Requirements:
Please reproduce all of the records below word for word, keeping every line unchanged.

Material for this task:
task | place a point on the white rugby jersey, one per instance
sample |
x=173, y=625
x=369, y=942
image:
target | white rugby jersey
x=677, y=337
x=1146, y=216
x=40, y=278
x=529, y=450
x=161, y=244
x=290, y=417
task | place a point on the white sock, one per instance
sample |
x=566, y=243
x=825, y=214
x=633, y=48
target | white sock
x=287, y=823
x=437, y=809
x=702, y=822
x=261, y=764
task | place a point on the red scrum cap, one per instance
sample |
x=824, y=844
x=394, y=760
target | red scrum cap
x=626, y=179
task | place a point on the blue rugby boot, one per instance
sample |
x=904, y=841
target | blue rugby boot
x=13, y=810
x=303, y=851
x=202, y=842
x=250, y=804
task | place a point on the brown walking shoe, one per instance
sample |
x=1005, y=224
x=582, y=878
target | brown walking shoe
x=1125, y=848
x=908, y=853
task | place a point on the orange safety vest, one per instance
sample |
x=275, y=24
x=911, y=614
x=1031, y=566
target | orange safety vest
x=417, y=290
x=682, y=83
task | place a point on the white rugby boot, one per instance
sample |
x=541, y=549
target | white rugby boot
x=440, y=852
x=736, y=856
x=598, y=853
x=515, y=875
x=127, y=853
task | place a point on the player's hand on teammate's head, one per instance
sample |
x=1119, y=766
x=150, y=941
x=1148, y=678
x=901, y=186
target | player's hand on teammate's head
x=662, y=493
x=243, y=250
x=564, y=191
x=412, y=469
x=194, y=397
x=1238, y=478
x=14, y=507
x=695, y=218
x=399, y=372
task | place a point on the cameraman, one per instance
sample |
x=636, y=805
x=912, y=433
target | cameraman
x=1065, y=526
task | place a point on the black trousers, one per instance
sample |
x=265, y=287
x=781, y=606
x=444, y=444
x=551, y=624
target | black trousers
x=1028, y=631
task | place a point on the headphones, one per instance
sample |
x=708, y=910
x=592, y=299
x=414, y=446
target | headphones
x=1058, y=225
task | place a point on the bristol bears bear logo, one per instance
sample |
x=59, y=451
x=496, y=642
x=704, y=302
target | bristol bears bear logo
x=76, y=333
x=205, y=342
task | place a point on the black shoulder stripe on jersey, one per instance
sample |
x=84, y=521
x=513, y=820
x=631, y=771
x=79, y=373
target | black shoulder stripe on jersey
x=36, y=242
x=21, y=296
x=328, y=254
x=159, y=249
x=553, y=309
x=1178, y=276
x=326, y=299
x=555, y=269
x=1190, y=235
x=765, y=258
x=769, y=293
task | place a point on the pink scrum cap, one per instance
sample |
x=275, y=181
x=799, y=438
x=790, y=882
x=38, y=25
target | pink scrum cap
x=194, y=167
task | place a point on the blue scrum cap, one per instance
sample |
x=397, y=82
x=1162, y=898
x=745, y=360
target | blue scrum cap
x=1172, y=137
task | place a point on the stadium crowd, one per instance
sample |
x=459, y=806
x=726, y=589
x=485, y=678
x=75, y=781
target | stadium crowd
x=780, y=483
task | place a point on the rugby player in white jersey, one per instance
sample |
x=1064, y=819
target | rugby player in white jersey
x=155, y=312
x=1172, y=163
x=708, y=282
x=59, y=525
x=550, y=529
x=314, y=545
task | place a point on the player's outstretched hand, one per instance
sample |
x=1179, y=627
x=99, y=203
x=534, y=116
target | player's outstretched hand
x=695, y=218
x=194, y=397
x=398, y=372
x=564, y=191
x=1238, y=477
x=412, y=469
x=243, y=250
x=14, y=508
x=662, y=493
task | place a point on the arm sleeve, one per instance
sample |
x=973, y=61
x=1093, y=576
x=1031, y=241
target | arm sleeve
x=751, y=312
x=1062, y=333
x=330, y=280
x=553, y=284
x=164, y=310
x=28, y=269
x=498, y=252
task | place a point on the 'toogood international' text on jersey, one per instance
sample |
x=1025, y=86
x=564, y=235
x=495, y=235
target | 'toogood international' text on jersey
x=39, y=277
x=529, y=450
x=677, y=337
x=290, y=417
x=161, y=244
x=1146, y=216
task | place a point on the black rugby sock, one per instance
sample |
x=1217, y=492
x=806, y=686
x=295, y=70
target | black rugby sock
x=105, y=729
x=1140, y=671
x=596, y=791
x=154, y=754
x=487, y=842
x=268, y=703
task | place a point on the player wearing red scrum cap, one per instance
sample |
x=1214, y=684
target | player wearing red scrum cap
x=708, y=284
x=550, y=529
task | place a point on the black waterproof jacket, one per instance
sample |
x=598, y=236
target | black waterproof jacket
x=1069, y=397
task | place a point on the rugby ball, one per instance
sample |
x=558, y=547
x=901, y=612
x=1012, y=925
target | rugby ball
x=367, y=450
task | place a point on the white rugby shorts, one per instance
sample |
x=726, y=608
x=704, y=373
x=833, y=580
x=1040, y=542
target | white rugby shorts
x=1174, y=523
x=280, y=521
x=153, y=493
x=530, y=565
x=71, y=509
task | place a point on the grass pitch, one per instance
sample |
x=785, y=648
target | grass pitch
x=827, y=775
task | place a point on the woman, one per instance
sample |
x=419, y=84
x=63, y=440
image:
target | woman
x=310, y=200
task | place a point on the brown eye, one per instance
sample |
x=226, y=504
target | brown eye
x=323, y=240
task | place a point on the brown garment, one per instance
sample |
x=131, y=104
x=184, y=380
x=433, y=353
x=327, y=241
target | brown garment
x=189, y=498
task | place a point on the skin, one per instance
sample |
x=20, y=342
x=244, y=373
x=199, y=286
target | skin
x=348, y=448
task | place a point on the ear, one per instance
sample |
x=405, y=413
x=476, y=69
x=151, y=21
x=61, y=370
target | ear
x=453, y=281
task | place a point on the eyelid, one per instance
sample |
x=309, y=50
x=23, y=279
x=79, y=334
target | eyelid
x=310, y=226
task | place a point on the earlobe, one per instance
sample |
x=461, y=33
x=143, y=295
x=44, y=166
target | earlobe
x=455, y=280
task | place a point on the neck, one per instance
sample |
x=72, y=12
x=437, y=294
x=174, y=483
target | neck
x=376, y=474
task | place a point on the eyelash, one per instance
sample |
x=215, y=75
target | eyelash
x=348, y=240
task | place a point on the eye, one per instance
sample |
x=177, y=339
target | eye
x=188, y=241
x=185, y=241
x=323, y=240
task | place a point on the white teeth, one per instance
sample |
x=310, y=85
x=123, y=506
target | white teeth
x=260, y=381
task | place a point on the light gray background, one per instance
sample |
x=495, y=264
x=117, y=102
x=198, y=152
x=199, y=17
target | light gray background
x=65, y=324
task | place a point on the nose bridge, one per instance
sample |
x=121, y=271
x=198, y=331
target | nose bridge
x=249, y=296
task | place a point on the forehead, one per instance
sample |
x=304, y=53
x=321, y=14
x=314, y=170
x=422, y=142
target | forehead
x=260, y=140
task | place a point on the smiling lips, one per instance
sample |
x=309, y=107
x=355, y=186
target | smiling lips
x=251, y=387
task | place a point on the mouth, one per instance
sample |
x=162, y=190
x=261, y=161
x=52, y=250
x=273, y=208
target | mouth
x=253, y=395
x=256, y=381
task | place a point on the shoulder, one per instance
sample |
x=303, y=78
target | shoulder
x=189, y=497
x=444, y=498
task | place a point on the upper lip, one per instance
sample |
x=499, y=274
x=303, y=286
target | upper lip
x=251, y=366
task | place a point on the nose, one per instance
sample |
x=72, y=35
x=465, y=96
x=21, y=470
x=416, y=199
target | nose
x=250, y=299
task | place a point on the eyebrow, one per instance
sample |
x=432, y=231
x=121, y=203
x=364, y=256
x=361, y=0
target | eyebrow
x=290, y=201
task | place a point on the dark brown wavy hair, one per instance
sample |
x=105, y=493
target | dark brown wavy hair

Solution to the problem:
task | place a point on the white rugby jersey, one per instance
sample |
x=173, y=625
x=369, y=942
image:
target | white rugby jersey
x=677, y=337
x=1146, y=216
x=40, y=278
x=529, y=450
x=161, y=244
x=290, y=417
task | place a point on the white sock, one per instance
sample |
x=566, y=243
x=825, y=214
x=633, y=48
target | white sock
x=287, y=823
x=437, y=809
x=702, y=822
x=261, y=764
task | place a point on the red scrum cap, one per instance
sample |
x=824, y=844
x=394, y=760
target | red scrum cap
x=626, y=179
task | place a point on the blue rugby boot, one per instance
sample |
x=904, y=841
target | blue rugby boot
x=13, y=810
x=303, y=851
x=202, y=842
x=250, y=804
task | place a point on the brown walking shoe, one per instance
sample |
x=1005, y=224
x=582, y=878
target | brown walking shoe
x=1125, y=848
x=908, y=853
task | place a point on the orange safety vest, one per instance
sample |
x=275, y=24
x=911, y=614
x=1031, y=566
target | orange safety vest
x=417, y=290
x=682, y=83
task | place a point on the white rugby boot, one per instance
sample |
x=541, y=549
target | white rugby boot
x=440, y=852
x=736, y=856
x=598, y=853
x=515, y=875
x=127, y=853
task | place a point on the player's hand on teammate's head, one per instance
sample |
x=1119, y=766
x=150, y=941
x=1148, y=678
x=901, y=186
target | player's hand on teammate's head
x=662, y=493
x=243, y=250
x=564, y=191
x=412, y=469
x=194, y=397
x=1238, y=478
x=14, y=507
x=695, y=218
x=399, y=372
task | place a point on the cameraman, one per instance
sample |
x=636, y=805
x=912, y=433
target | cameraman
x=1065, y=526
task | place a point on the black trousers, one per instance
sample |
x=265, y=287
x=781, y=606
x=444, y=444
x=551, y=624
target | black trousers
x=1028, y=631
task | place a point on the headphones, one per instance
sample |
x=708, y=910
x=592, y=299
x=414, y=446
target | headphones
x=1058, y=225
task | place a point on the bristol bears bear logo, one per instance
sample |
x=59, y=451
x=496, y=642
x=704, y=302
target | bristol bears bear logo
x=76, y=333
x=205, y=342
task | place a point on the black shoulder stripe on jersey, one per instance
sample |
x=84, y=521
x=513, y=820
x=631, y=771
x=79, y=373
target | black shoulder stripe on jersey
x=36, y=242
x=21, y=296
x=328, y=254
x=159, y=249
x=553, y=309
x=1178, y=276
x=326, y=299
x=555, y=269
x=1190, y=235
x=765, y=258
x=769, y=293
task | place a point on the pink scrum cap, one per instance
sample |
x=275, y=181
x=799, y=438
x=790, y=882
x=38, y=25
target | pink scrum cap
x=194, y=167
task | place a point on the blue scrum cap, one per instance
sample |
x=397, y=82
x=1162, y=898
x=745, y=360
target | blue scrum cap
x=1172, y=137
task | place a point on the stadium crowd, one per instance
sample |
x=459, y=806
x=726, y=589
x=485, y=678
x=75, y=781
target | stadium crowd
x=780, y=483
task | place a point on the rugby player in white jersey, one per instance
sample |
x=1064, y=819
target | rugby player in white jersey
x=155, y=312
x=1172, y=163
x=708, y=282
x=59, y=525
x=550, y=529
x=314, y=545
task | place a point on the player's outstretched hand, one per instance
sample |
x=1179, y=627
x=99, y=203
x=534, y=116
target | player's outstretched hand
x=695, y=218
x=194, y=397
x=398, y=372
x=564, y=191
x=1238, y=477
x=412, y=469
x=243, y=250
x=14, y=508
x=662, y=493
task | place a point on the arm sleeve, one per instance
sample |
x=973, y=61
x=1093, y=576
x=1031, y=241
target | arm sleeve
x=751, y=312
x=1062, y=333
x=330, y=280
x=553, y=284
x=164, y=310
x=28, y=269
x=498, y=252
task | place a point on the 'toogood international' text on jersey, one per instance
sample |
x=1025, y=86
x=564, y=235
x=495, y=235
target | 'toogood international' text on jersey
x=39, y=277
x=529, y=450
x=677, y=337
x=290, y=417
x=161, y=244
x=1146, y=216
task | place a point on the black rugby sock, one per instance
sample |
x=1217, y=492
x=806, y=686
x=295, y=70
target | black rugby sock
x=105, y=729
x=1140, y=671
x=596, y=791
x=154, y=754
x=487, y=842
x=268, y=703
task | place a point on the player wearing red scrum cap, one per instance
sample |
x=1214, y=684
target | player wearing red scrum cap
x=708, y=284
x=550, y=529
task | place a point on the black waterproof jacket, one per instance
sample |
x=598, y=236
target | black waterproof jacket
x=1069, y=397
task | place a point on the rugby ball, one per instance
sample |
x=558, y=547
x=901, y=612
x=1012, y=925
target | rugby ball
x=367, y=450
task | place a point on the white rugby shorts, one per instance
sample |
x=726, y=608
x=704, y=373
x=833, y=580
x=1040, y=542
target | white rugby shorts
x=1174, y=523
x=280, y=521
x=153, y=493
x=530, y=565
x=71, y=509
task | place a point on the grass pitch, one per instance
sample |
x=785, y=648
target | grass pitch
x=827, y=775
task | place a point on the woman, one per instance
sample |
x=419, y=84
x=63, y=440
image:
target | woman
x=310, y=200
task | place a point on the brown eye, one per instance
sample |
x=226, y=504
target | brown eye
x=323, y=240
task | place a point on the brown garment, one per instance
sample |
x=131, y=104
x=184, y=380
x=433, y=353
x=327, y=241
target | brown garment
x=189, y=498
task | place a point on the skin, one per instance
sample |
x=20, y=342
x=244, y=373
x=199, y=286
target | skin
x=348, y=448
task | place a point on the ear, one per instance
sample |
x=405, y=413
x=476, y=69
x=151, y=21
x=61, y=370
target | ear
x=453, y=281
task | place a point on the eyelid, one per instance
sample |
x=309, y=50
x=23, y=279
x=79, y=334
target | eyelid
x=310, y=226
task | place a point on the earlobe, one per instance
sample |
x=461, y=33
x=143, y=295
x=44, y=166
target | earlobe
x=455, y=280
task | place a point on the neck, one per instance
sample |
x=72, y=12
x=437, y=294
x=174, y=483
target | neck
x=376, y=474
task | place a point on the eyelash, one per instance
sample |
x=215, y=75
target | eyelash
x=348, y=240
task | place a point on the eye, one per instance
sample |
x=177, y=339
target | eye
x=188, y=241
x=185, y=241
x=323, y=240
task | place a point on the white teeth, one per instance
sample |
x=310, y=85
x=123, y=506
target | white teeth
x=260, y=381
task | place a point on the light gray background, one per instance
sample |
x=495, y=264
x=117, y=102
x=198, y=152
x=199, y=17
target | light gray background
x=65, y=324
task | place a point on the nose bridge, one per instance
sample |
x=121, y=271
x=198, y=331
target | nose bridge
x=249, y=296
task | place a point on the forehead, one per instance
sample |
x=304, y=53
x=321, y=14
x=314, y=170
x=422, y=142
target | forehead
x=260, y=140
task | place a point on the smiling lips, one per instance
sample |
x=309, y=107
x=355, y=186
target | smiling lips
x=251, y=387
task | place a point on the mouth, one per instance
sample |
x=162, y=190
x=261, y=161
x=52, y=250
x=273, y=208
target | mouth
x=253, y=395
x=256, y=381
task | place a point on the shoulder, one per instance
sample |
x=303, y=78
target | shoulder
x=189, y=497
x=444, y=498
task | place a point on the upper lip, one per instance
sample |
x=499, y=274
x=303, y=286
target | upper lip
x=251, y=366
task | place a point on the nose, one per instance
sample |
x=72, y=35
x=465, y=96
x=21, y=470
x=416, y=199
target | nose
x=250, y=299
task | place a point on the eyebrow, one per instance
sample |
x=432, y=231
x=121, y=203
x=364, y=256
x=361, y=0
target | eyebrow
x=290, y=201
task | place a point on the dark brown wavy hair, one per instance
sample |
x=105, y=493
target | dark brown wavy hair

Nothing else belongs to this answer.